#### OBJECTIVE
Reproduce, word for word, the rows from the line containing "like [[246, 265]]." through the line containing "[[110, 146]]", including both of those lines.

----

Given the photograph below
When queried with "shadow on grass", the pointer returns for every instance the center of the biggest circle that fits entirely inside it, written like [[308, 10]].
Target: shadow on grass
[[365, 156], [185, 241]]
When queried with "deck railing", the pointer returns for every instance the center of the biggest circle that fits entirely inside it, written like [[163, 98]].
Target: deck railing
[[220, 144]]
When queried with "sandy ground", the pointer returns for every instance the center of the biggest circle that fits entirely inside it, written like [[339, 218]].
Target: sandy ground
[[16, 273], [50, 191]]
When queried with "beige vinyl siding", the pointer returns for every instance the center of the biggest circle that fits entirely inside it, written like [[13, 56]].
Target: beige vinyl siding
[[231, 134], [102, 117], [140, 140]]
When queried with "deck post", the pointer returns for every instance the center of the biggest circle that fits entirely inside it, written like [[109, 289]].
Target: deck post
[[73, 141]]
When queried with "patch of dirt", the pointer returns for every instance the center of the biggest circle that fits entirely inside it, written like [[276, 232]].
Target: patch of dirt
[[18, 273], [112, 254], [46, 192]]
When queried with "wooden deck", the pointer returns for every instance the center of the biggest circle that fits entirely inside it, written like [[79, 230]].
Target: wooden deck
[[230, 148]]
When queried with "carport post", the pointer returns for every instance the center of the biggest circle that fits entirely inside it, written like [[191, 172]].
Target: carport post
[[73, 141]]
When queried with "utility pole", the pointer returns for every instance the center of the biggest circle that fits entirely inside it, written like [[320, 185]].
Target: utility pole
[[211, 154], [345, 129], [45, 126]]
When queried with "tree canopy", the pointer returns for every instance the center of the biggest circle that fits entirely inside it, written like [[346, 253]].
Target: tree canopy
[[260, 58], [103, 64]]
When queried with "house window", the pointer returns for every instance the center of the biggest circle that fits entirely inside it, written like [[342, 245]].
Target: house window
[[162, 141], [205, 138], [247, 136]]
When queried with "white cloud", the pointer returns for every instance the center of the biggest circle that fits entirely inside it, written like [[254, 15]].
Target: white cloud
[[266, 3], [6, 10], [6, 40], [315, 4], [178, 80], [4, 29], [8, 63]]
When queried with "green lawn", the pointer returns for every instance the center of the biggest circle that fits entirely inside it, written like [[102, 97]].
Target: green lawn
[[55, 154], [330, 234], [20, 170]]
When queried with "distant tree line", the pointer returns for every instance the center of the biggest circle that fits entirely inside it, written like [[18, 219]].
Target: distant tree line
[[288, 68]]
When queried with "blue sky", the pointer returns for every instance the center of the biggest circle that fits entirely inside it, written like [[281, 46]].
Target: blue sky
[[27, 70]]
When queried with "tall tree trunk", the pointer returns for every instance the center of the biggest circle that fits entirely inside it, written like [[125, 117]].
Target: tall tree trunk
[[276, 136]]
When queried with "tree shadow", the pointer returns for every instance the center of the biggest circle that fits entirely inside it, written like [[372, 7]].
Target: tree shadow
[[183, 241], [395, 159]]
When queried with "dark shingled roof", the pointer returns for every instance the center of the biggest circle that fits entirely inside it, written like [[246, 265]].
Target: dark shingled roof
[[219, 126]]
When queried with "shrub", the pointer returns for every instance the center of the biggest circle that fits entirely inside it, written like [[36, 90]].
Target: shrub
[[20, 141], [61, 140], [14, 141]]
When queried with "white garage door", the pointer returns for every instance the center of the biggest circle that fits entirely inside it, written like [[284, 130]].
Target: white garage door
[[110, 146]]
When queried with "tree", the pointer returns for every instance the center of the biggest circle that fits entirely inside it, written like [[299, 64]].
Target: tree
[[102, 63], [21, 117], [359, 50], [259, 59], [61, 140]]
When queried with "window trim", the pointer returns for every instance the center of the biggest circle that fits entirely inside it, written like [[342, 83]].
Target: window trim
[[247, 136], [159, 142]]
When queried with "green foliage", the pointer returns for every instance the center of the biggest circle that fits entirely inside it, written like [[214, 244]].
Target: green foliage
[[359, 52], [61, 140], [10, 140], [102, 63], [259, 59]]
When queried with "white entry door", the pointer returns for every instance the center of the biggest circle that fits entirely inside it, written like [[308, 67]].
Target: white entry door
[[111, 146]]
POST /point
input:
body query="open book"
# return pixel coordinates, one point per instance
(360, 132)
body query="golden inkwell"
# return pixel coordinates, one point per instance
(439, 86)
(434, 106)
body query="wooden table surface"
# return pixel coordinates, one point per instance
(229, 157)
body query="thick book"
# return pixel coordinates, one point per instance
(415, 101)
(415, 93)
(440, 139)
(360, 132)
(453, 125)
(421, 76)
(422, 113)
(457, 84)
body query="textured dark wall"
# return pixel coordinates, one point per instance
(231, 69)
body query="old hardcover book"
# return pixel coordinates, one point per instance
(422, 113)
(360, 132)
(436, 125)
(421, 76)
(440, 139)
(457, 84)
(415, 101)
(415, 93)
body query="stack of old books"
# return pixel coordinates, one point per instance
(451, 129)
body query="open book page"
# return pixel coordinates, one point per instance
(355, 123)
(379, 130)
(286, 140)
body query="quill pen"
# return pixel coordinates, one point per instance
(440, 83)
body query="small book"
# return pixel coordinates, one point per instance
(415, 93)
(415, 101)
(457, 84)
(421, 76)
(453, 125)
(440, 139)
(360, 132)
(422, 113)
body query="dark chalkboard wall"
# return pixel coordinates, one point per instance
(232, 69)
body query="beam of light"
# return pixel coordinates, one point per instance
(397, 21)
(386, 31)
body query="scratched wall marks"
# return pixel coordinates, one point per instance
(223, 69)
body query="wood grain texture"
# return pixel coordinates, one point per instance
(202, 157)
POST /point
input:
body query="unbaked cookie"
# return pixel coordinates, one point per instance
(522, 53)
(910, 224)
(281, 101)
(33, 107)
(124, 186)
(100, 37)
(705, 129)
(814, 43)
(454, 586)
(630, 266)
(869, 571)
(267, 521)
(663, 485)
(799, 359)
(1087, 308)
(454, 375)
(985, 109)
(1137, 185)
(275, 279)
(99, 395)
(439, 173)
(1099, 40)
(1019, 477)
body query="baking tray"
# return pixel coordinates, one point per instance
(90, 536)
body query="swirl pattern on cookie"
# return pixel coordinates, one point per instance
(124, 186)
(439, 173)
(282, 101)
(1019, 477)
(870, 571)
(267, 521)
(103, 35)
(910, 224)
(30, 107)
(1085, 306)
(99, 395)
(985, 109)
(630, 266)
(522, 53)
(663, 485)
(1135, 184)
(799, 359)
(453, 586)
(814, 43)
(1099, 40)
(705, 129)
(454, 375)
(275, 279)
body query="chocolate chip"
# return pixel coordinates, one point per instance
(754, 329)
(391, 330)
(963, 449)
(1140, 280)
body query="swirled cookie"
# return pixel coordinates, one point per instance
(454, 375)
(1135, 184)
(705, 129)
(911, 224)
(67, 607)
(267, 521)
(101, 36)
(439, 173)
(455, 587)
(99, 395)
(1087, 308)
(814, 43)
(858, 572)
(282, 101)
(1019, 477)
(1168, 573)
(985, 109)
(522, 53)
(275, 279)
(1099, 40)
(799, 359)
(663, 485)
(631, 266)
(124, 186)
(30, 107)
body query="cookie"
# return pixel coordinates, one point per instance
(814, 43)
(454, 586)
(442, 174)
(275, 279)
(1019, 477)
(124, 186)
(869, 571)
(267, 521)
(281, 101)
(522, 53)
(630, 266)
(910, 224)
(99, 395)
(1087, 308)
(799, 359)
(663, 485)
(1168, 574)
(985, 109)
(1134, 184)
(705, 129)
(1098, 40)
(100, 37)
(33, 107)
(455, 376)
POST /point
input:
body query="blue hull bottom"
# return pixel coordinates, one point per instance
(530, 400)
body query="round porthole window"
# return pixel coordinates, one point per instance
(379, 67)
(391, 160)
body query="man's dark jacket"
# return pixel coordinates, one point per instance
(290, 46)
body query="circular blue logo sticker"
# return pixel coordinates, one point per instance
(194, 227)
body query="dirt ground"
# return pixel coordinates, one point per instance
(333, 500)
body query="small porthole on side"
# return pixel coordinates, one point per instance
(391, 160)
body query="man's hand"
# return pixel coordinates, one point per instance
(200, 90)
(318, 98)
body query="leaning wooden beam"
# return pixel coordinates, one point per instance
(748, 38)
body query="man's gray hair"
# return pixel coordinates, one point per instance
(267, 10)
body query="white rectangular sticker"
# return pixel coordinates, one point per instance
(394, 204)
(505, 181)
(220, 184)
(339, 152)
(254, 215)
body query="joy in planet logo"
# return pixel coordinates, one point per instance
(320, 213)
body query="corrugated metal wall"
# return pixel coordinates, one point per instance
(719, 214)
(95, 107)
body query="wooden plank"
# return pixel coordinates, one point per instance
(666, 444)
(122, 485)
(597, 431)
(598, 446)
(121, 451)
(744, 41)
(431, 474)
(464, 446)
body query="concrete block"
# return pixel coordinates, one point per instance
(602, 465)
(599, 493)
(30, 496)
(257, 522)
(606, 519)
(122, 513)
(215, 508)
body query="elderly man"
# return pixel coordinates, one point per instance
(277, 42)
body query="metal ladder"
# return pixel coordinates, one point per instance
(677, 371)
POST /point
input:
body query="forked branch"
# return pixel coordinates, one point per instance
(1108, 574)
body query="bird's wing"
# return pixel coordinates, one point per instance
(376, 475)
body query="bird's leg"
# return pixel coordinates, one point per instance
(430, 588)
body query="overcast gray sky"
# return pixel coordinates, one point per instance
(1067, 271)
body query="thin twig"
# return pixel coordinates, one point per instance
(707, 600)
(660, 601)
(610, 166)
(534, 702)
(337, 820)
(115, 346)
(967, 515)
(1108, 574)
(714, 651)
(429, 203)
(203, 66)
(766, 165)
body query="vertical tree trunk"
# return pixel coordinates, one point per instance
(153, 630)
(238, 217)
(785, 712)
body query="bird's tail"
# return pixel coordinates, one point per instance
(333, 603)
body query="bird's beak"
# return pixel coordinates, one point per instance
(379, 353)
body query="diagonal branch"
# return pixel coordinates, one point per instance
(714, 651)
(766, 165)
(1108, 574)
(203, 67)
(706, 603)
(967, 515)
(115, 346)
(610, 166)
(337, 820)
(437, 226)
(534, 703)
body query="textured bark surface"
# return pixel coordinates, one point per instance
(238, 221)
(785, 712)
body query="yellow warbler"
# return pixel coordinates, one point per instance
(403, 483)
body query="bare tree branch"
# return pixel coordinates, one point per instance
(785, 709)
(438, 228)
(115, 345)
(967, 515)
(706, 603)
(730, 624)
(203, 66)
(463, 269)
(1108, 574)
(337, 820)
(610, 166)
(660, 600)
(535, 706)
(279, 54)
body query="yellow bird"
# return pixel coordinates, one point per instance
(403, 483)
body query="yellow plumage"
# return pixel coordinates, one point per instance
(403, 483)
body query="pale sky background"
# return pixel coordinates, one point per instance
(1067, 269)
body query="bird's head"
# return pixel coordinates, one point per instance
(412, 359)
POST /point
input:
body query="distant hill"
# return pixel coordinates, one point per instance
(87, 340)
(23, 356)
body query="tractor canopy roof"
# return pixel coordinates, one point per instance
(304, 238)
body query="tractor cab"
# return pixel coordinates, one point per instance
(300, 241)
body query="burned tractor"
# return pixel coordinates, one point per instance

----

#### ANSWER FOR THE TASK
When queried with "dark shingled roof", the pointer returns for every instance the center of the biggest circle that fits entirely inside it, written like [[246, 265]].
Target: dark shingled roof
[[219, 126]]
When queried with "shrub", the pointer returns for every instance the center of the biggest circle that fits entirely inside it, written like [[36, 90]].
Target: shrub
[[20, 141], [61, 140], [14, 141]]
When queried with "white garage door", the pointer returns for every instance the center of the biggest circle that fits entirely inside it, written like [[284, 130]].
Target: white garage door
[[110, 146]]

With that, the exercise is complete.